• **Selected passage**:
□ □ □

3.Subjective criteria that require human judgment

Interpretability & trust
- Legal analysts must understand explanations and accept model decisions in a sample audit (human acceptance rate target, e.g., ≥ 85%).
Usability
- Labels and example outputs match legal definitions and are actionable for routing/prioritization.
Adoption
- Stakeholder sign-off in a pilot: confidence to use model outputs without manual double-check for low-risk topics.

These subjective criteria should be evaluated by named stakeholders (legal lead, adjudication manager) with clear acceptance tests (sample review protocols).

4.Link outputs → criteria → business use

Example mapping:

Output: per-judgement topic + confidence → Use: auto-route to specialist team when confidence ≥ 0.9 → Technical success: precision ≥ 0.90 on routed cases; Business success: 60% reduction in routing time.

Output: low-confidence queue → Use: human-in-loop labeling to improve rare-topic performance → Technical success: increased recall for rare topics after 2 retraining iterations.

5.Risks & mitigations (brief)

Risk: class imbalance / rare topics → Mitigation: active learning, oversampling, hierarchical taxonomy (coarse → fine).

Risk: noisy text (OCR/redaction) → Mitigation: preprocessing & quality flags; route bad-quality docs to human review.

Risk: stakeholder mistrust → Mitigation: provide explanations, confusion examples, and a pilot with feedback loop.



Katrina, please add your text here.

### Project Planning

Project Plan
This section outlines the detailed plan for executing the data mining project, translating the business and data mining goals into a structured, time-bound, and resourced-based work breakdown. The plan is organized into four distinct phases that align with the CRISP-DM methodology.

□ □ □

• **Task list**:
(A) In the project document, can you repeat the stretch from "Output: per-judgement topic" through "with feedback loop." with "Technical success" switched to "Model success"?
(B) Which risks does the project document name in its risks and mitigations section?

• **Record excerpts**:
□ □ □

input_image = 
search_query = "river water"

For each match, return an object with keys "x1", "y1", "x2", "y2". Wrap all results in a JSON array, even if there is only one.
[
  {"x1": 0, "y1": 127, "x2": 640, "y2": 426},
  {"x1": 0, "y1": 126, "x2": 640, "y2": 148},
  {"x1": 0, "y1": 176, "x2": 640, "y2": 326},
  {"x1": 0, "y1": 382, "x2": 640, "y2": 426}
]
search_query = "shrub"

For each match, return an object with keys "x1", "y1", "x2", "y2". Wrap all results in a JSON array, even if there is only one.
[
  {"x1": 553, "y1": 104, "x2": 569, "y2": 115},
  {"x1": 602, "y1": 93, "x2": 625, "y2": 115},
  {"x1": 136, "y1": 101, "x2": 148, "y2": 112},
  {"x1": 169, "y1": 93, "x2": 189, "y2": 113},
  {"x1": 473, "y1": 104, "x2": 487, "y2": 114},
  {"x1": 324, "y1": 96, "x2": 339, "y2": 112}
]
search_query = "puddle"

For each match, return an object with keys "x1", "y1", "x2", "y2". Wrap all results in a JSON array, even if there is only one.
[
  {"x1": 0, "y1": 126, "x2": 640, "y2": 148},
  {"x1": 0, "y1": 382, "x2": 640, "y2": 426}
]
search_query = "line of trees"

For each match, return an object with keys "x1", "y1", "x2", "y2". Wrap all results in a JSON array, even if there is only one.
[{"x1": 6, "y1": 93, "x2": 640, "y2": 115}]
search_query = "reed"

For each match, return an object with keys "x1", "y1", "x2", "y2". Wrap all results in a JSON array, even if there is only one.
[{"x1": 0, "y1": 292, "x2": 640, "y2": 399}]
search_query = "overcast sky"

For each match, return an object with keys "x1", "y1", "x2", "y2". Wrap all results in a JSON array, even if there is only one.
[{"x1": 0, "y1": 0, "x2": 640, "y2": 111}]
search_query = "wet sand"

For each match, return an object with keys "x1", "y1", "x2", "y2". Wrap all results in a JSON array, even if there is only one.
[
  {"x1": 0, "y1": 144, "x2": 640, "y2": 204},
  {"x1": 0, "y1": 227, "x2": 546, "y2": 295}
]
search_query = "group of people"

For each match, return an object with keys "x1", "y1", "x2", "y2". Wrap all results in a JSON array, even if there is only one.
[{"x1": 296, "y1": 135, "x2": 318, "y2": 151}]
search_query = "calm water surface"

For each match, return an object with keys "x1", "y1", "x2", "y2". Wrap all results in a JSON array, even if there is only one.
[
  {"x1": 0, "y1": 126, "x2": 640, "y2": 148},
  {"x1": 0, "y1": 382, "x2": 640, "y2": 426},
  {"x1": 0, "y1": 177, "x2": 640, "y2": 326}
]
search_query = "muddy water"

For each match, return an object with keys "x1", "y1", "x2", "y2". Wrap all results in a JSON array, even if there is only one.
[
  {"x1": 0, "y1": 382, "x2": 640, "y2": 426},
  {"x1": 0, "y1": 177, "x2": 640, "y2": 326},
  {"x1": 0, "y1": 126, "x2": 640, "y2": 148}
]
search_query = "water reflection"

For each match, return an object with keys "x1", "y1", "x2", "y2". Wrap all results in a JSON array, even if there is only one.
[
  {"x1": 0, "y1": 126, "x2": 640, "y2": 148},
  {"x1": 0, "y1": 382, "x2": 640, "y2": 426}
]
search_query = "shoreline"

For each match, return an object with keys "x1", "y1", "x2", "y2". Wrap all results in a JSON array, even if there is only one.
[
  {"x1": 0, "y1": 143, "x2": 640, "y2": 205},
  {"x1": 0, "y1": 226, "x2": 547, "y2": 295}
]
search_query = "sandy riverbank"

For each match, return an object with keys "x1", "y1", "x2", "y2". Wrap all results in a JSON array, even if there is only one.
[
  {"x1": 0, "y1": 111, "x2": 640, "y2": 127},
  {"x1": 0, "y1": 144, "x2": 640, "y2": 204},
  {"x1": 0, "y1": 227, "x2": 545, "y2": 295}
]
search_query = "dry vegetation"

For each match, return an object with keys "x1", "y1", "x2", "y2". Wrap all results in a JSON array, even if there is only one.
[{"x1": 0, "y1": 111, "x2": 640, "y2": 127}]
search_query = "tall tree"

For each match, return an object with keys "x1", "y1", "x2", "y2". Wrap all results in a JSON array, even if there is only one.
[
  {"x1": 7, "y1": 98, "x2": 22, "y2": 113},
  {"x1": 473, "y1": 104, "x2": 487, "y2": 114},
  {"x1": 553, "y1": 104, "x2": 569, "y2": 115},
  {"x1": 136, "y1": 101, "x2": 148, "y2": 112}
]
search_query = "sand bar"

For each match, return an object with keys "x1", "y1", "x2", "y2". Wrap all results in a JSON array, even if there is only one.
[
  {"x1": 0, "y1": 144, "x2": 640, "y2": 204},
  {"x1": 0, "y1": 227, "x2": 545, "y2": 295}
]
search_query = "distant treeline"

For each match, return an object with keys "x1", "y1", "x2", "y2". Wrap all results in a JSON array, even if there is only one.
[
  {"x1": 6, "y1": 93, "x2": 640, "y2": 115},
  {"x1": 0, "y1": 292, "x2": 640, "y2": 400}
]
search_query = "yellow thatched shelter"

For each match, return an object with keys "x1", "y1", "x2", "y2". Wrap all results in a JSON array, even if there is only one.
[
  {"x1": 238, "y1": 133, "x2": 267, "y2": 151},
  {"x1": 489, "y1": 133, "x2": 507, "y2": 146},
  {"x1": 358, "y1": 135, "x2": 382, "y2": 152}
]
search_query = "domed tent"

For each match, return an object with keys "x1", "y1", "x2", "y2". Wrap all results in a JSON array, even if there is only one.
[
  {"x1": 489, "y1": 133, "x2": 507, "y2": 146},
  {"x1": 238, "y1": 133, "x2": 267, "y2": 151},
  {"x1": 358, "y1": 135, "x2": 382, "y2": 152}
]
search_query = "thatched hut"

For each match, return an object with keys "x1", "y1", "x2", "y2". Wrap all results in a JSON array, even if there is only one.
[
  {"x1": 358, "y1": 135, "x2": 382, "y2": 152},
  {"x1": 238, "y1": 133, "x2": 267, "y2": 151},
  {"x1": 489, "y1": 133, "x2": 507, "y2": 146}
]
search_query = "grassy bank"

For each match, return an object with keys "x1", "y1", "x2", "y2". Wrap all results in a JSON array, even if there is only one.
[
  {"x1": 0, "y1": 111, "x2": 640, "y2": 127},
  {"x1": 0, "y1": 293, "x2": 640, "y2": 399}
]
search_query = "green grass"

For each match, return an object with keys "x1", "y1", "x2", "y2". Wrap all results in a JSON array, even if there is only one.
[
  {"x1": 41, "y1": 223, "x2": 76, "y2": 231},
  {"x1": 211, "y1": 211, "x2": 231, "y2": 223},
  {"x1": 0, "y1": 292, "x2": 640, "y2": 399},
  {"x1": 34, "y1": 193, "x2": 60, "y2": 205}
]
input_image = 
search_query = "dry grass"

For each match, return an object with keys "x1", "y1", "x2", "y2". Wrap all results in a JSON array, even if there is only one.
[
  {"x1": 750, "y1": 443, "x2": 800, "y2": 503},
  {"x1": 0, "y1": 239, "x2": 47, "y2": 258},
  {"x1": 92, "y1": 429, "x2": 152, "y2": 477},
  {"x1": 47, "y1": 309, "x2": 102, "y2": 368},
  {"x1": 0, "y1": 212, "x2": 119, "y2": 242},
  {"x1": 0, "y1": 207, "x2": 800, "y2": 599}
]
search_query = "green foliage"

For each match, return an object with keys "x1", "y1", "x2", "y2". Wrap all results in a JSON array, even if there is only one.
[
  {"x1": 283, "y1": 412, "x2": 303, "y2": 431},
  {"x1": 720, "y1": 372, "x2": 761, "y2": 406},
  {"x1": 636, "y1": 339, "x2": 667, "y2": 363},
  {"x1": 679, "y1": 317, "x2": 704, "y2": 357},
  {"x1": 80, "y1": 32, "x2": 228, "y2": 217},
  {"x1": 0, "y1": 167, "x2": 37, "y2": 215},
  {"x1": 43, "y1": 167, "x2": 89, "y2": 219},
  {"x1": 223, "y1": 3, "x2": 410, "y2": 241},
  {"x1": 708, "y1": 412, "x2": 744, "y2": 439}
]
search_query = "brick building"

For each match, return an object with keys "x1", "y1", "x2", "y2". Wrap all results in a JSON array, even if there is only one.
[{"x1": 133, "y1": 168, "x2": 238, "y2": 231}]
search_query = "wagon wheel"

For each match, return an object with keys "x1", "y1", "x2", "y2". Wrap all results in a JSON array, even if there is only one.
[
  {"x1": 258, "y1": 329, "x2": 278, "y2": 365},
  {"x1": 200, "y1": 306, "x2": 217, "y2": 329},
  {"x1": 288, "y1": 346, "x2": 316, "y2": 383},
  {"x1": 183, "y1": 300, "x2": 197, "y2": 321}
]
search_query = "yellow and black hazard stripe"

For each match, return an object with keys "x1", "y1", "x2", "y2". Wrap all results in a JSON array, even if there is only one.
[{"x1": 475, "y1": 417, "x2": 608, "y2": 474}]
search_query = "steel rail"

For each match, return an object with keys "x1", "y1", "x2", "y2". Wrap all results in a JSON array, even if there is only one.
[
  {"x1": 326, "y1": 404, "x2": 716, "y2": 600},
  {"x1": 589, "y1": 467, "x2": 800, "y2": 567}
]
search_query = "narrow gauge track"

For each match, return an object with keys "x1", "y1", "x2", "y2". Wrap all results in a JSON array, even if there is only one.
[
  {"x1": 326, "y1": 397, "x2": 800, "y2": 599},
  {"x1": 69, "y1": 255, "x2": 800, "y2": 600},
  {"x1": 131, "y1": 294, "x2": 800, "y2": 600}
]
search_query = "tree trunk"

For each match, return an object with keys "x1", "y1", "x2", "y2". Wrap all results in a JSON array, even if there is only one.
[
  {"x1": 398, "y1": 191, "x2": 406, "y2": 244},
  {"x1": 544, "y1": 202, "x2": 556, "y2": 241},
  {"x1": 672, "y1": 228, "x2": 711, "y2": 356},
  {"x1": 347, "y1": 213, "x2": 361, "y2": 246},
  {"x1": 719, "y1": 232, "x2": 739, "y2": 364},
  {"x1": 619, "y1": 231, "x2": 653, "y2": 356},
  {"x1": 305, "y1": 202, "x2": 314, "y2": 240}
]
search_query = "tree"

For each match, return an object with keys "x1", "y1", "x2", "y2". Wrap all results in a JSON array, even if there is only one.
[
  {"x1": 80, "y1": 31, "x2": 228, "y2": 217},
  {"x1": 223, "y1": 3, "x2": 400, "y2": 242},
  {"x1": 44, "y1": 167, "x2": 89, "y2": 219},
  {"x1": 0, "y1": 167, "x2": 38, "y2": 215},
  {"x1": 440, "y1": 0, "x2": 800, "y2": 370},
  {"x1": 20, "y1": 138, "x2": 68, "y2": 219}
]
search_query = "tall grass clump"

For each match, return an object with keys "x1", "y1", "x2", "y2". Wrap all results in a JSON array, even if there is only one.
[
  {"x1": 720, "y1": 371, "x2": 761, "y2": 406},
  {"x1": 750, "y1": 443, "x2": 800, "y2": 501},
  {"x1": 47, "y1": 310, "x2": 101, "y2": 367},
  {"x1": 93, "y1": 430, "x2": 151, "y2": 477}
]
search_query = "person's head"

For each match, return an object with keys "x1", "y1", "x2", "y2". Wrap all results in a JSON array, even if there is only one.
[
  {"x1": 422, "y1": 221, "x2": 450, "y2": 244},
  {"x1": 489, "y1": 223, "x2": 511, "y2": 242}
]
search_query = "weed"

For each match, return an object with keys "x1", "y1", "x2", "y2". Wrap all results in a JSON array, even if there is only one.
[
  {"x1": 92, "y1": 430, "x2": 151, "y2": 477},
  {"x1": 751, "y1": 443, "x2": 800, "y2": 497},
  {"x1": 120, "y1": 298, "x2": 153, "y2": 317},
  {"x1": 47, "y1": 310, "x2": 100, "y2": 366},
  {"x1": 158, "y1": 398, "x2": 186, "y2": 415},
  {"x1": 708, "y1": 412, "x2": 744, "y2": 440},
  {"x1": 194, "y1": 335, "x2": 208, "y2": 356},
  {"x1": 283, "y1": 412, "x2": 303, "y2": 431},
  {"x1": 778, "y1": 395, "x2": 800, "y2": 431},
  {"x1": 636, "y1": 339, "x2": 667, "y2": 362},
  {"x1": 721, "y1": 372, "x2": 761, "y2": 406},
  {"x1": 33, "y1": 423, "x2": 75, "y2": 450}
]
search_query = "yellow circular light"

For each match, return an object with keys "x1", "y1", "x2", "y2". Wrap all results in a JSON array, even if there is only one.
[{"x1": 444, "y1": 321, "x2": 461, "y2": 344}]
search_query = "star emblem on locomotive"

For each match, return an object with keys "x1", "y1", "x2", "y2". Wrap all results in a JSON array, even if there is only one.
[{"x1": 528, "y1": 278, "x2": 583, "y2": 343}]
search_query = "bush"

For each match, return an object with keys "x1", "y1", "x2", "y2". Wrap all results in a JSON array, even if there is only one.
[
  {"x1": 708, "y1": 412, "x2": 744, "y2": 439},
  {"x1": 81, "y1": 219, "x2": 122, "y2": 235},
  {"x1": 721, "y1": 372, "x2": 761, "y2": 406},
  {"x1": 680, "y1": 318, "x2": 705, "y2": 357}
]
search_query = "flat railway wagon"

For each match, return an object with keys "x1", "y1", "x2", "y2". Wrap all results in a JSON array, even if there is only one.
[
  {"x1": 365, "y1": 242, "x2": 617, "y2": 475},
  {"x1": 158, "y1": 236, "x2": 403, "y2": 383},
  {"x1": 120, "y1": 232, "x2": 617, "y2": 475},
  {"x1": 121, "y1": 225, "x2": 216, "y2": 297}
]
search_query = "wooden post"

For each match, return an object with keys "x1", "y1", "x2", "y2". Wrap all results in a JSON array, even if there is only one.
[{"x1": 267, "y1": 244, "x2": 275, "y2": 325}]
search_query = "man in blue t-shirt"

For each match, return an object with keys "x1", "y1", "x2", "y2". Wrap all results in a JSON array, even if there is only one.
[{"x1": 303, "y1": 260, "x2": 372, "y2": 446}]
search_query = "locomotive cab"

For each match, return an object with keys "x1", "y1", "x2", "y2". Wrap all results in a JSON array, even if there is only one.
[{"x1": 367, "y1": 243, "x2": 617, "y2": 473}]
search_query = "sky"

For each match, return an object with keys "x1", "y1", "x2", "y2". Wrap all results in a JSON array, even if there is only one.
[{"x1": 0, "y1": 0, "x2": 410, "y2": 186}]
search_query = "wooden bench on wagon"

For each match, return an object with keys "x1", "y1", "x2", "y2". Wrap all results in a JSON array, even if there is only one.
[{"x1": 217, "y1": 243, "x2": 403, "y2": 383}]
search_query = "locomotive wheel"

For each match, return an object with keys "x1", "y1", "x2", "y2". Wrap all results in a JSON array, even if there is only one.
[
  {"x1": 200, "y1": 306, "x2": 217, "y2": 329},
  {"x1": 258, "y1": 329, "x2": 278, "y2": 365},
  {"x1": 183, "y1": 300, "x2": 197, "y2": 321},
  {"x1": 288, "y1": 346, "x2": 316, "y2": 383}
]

□ □ □

• **Task answers**:
(A)
Output: per-judgement topic + confidence → Use: auto-route to specialist team when confidence ≥ 0.9 → Model success: precision ≥ 0.90 on routed cases; Business success: 60% reduction in routing time.

Output: low-confidence queue → Use: human-in-loop labeling to improve rare-topic performance → Model success: increased recall for rare topics after 2 retraining iterations.

5.Risks & mitigations (brief)

Risk: class imbalance / rare topics → Mitigation: active learning, oversampling, hierarchical taxonomy (coarse → fine).

Risk: noisy text (OCR/redaction) → Mitigation: preprocessing & quality flags; route bad-quality docs to human review.

Risk: stakeholder mistrust → Mitigation: provide explanations, confusion examples, and a pilot with feedback loop.

(B)
- Class imbalance / rare topics
- Noisy text (OCR/redaction)
- Stakeholder mistrust